- [WHAT NEEDS TO BE DONE] For the records below, output every line from the one holding "of the blonde" through the final line, unaltered, and no other lines.

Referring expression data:
++++
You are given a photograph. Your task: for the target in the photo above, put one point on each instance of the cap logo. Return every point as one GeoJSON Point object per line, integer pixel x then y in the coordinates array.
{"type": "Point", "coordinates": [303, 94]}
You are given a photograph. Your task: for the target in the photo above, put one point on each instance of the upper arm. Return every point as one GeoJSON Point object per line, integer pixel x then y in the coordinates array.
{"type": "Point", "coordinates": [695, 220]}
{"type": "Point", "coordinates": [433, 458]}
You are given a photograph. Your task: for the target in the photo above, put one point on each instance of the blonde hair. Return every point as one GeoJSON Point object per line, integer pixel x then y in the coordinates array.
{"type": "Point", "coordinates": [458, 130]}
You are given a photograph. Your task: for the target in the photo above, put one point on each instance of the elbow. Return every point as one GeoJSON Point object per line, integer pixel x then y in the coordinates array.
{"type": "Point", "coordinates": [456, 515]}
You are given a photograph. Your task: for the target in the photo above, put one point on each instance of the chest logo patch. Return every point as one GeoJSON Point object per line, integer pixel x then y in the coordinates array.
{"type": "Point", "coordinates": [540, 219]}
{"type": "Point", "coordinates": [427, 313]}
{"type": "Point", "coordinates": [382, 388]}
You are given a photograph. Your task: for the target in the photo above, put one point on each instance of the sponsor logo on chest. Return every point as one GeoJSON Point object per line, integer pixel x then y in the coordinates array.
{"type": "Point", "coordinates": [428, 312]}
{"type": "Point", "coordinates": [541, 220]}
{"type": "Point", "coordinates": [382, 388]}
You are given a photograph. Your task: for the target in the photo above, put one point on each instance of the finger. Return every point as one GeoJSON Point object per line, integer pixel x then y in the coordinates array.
++++
- [COMPLETED EXERCISE]
You are given a photograph. Your task: for the target in the photo above, put one point on each instance of the blonde hair. Return every point as one GeoJSON Point object per line, integer pixel x then y in the coordinates array.
{"type": "Point", "coordinates": [458, 130]}
You are given a photograph. Your task: for the target in the photo above, put one point on each instance of the elbow. Return every point as one GeoJSON Point object per line, integer pixel x then y in the coordinates array.
{"type": "Point", "coordinates": [456, 515]}
You are given a photograph. Your task: for the target in the photo above, put one point on each instance of the chest logo patch. Return every point as one GeoJSON Point object per line, integer pixel x then y in the coordinates array.
{"type": "Point", "coordinates": [540, 219]}
{"type": "Point", "coordinates": [427, 313]}
{"type": "Point", "coordinates": [382, 388]}
You are given a photograph. Your task: for the target in the photo above, put one point on each instance of the sponsor logo on chest. Return every point as one GeoJSON Point object per line, integer pixel x then y in the coordinates array.
{"type": "Point", "coordinates": [428, 312]}
{"type": "Point", "coordinates": [541, 220]}
{"type": "Point", "coordinates": [382, 388]}
You are given a photograph. Your task: for the target in the photo above, put one point on each instance of the finger. Return every point as one GeoJSON Point object per line, integer pixel x then y in the coordinates array.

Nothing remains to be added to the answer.